[Photo labels with boxes]
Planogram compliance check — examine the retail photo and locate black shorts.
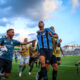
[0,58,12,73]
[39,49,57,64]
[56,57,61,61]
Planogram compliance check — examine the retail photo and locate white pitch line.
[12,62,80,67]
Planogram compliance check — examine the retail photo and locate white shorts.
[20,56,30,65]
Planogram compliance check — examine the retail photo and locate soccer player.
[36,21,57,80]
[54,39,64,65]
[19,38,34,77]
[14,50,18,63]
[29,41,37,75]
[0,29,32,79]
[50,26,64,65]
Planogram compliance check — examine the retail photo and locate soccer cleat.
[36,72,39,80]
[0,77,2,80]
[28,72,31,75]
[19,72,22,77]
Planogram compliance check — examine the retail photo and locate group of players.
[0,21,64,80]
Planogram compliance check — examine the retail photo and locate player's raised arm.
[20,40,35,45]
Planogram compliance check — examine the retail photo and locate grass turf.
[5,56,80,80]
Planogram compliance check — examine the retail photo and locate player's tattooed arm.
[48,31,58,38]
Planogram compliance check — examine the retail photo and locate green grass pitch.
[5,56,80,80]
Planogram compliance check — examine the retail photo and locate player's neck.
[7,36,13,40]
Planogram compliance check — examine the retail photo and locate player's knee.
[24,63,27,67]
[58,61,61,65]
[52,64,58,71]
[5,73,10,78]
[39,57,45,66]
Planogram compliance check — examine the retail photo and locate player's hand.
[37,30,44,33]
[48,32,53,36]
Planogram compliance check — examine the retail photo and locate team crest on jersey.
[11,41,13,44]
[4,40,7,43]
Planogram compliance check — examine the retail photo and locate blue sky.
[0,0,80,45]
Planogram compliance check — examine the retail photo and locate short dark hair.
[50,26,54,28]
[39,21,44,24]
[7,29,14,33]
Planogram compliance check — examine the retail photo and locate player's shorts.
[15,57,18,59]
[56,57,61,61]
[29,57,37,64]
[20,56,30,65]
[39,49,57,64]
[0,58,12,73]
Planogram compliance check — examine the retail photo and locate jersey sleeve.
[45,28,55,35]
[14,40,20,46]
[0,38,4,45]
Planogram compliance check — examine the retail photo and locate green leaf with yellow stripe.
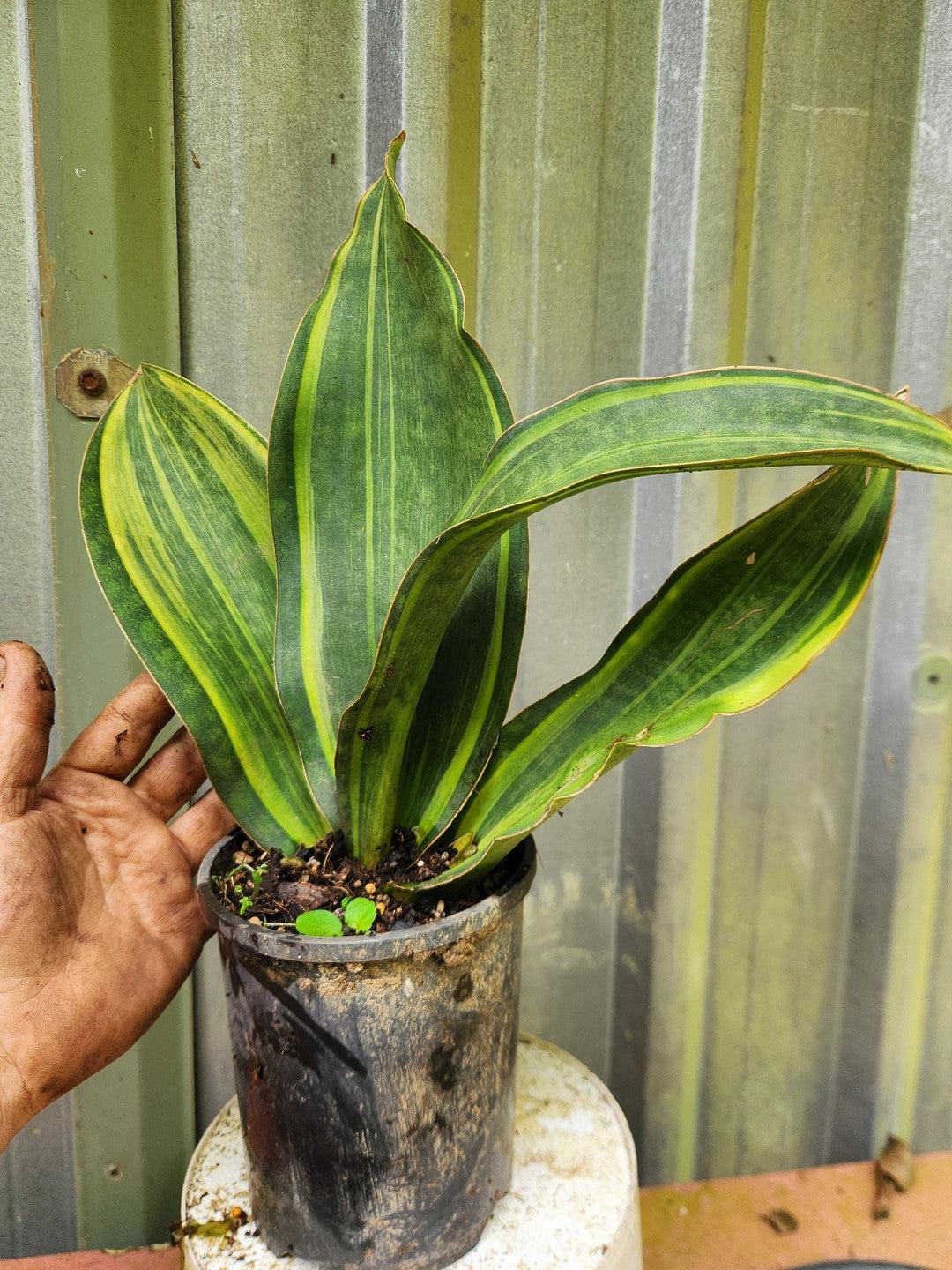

**WHAT NEEDS TO BE DONE**:
Put every line of the entries above into a Markdown table with the columns "No." and "Text," numbering the rows and skipping blank lines. Leave the pictures out of the table.

**OUTPUT**:
| No. | Text |
|---|---|
| 1 | Planogram compliance check — examine the retail photo and locate black shorts. |
| 2 | [0,58,12,73] |
| 3 | [39,49,57,64] |
| 4 | [56,57,61,61] |
| 5 | Planogram compliance check — examine the retail photo and locate white pitch line. |
| 6 | [12,62,80,67] |
| 7 | Planogram compliance check — examine the retail photo and locate white shorts. |
| 8 | [20,56,30,65] |
| 9 | Planogram compliance check — examine the retail photo and locate soccer player. |
| 10 | [36,21,57,80] |
| 11 | [54,39,64,65] |
| 12 | [19,38,34,77] |
| 13 | [14,50,18,63] |
| 14 | [29,41,37,75] |
| 15 | [0,29,32,79] |
| 16 | [50,26,64,65] |
| 17 | Planogram compliance check — examine the retail photo and locate soccer cleat. |
| 18 | [36,72,39,80] |
| 19 | [0,77,2,80] |
| 20 | [28,72,31,75] |
| 21 | [19,72,22,77] |
| 22 | Planogram compliance check — examine the retail photo and locate group of players. |
| 23 | [0,21,64,80] |
| 24 | Planogram compliance check — examine the retail photo and locate player's raised arm. |
| 25 | [20,40,35,45] |
| 26 | Planogram compliance check — examine the retail photo and locate grass turf. |
| 27 | [5,56,80,80] |
| 28 | Planogram compliance check — examine the retail photo and locate player's tattooed arm. |
| 29 | [48,31,58,38] |
| 30 | Planogram compliance check — examine the retail photo and locate green grass pitch. |
| 31 | [5,56,80,80] |
| 32 | Planogram compliance check — examine the retail photo and locate player's neck. |
| 33 | [7,36,13,40] |
| 34 | Planogram compliance check — examine the retail photo and locate player's knee. |
| 35 | [24,63,27,67] |
| 36 | [58,61,61,65] |
| 37 | [52,64,58,71] |
| 38 | [5,73,10,78] |
| 39 | [39,57,45,66] |
| 40 | Planogram compliance check — examine the retail photo and locate player's hand. |
| 41 | [37,30,44,33] |
| 42 | [48,32,53,36] |
| 43 | Planogram compliance check — examine the retail photo and locate team crest on jersey. |
| 44 | [11,41,13,44] |
| 45 | [4,40,7,43] |
| 46 | Planogram compliance check — examine the retail photo and locate blue sky. |
| 47 | [0,0,80,45] |
| 48 | Planogram compliance check — examine the retail photo and locate short dark hair. |
| 49 | [50,26,54,28] |
| 50 | [39,21,44,24] |
| 51 | [7,29,14,33] |
| 52 | Planogram compliance check — examine the retail photo and locate player's shorts. |
| 53 | [15,57,18,59] |
| 54 | [56,57,61,61] |
| 55 | [29,57,37,64] |
| 56 | [20,56,30,65] |
| 57 | [39,49,57,64] |
| 58 | [0,58,12,73] |
| 59 | Planogram compliance check — examine the retail photo and locate jersey sleeve. |
| 60 | [45,28,55,35] |
| 61 | [14,40,20,46] |
| 62 | [0,38,4,45] |
| 63 | Planogram compliance check — examine the retail photo and locate green leaf with yellow stripe. |